[Photo-based referring expression data]
┄┄┄┄┄┄┄┄┄┄┄┄┄┄┄┄┄┄┄┄
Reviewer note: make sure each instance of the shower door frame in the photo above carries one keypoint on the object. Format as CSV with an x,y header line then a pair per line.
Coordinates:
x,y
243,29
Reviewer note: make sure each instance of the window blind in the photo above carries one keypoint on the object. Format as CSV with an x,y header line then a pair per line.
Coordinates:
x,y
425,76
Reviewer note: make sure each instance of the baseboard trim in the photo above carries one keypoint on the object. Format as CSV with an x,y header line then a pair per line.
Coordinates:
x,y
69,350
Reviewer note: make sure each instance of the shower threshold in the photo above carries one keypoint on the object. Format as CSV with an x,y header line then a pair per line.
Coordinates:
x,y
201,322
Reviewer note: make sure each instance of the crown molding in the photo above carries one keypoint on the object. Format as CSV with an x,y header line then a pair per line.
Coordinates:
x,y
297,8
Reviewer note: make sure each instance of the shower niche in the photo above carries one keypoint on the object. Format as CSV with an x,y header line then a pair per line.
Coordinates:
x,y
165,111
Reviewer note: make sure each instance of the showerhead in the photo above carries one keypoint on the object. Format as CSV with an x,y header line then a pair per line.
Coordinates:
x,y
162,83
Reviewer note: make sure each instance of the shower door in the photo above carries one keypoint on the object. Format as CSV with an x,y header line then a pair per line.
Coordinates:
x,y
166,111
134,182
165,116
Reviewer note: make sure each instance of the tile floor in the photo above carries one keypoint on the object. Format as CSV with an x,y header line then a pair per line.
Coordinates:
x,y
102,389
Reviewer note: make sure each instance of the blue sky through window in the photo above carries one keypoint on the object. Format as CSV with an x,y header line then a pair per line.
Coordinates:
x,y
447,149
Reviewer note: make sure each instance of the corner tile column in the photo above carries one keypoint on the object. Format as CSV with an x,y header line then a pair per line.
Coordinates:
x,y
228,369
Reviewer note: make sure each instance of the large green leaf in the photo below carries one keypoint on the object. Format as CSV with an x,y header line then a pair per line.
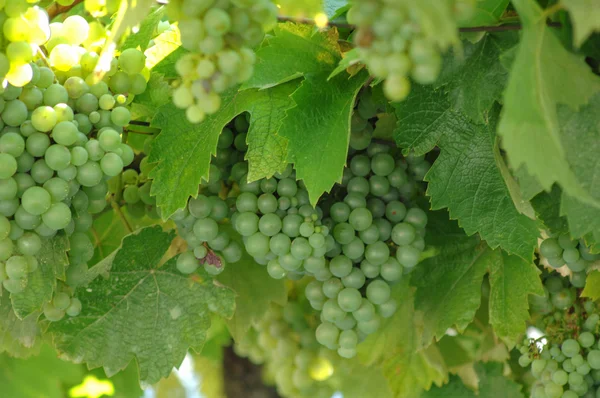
┄┄┄┄┄┄┄┄┄┄┄┄┄┄┄┄┄┄┄┄
Give the number of lines in the data that contain "window", with no other words.

2